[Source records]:
===

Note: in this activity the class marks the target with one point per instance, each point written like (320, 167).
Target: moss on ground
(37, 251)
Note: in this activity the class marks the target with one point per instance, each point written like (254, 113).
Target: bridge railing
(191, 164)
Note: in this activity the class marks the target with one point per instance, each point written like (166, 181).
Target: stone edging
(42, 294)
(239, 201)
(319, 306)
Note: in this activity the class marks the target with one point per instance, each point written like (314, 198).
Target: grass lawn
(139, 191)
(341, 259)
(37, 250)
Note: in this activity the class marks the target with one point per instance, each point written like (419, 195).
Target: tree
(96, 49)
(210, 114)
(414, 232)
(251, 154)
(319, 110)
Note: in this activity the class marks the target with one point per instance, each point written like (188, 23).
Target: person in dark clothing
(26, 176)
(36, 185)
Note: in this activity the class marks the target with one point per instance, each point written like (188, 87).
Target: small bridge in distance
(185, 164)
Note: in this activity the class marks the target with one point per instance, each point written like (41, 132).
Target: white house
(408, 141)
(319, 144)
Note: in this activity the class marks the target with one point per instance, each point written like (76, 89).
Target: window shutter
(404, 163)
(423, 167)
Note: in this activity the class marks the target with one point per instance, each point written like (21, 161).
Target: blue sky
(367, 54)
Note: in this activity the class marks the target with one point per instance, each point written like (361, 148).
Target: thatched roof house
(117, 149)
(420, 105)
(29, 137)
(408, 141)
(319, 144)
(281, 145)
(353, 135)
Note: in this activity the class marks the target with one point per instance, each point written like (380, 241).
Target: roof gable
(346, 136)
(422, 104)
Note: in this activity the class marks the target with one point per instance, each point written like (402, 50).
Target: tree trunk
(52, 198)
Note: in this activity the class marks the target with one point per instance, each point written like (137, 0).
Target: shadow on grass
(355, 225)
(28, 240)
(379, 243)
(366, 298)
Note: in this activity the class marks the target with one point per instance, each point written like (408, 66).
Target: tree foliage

===

[PROBLEM REQUIREMENTS]:
Reproduce the items verbatim, from the line containing "like (402, 50)." through the last line of the items.

[WORKED ANSWER]:
Note: in this activity the class marks the target with one point per instance, each point written like (402, 50).
Target: tree trunk
(52, 198)
Note: in this activity the class marks the target with one point per instance, each point written like (137, 0).
Target: shadow on grass
(355, 225)
(28, 240)
(379, 243)
(366, 298)
Note: in this activity the class marks the target with one point per instance, each point written like (408, 66).
Target: tree foliage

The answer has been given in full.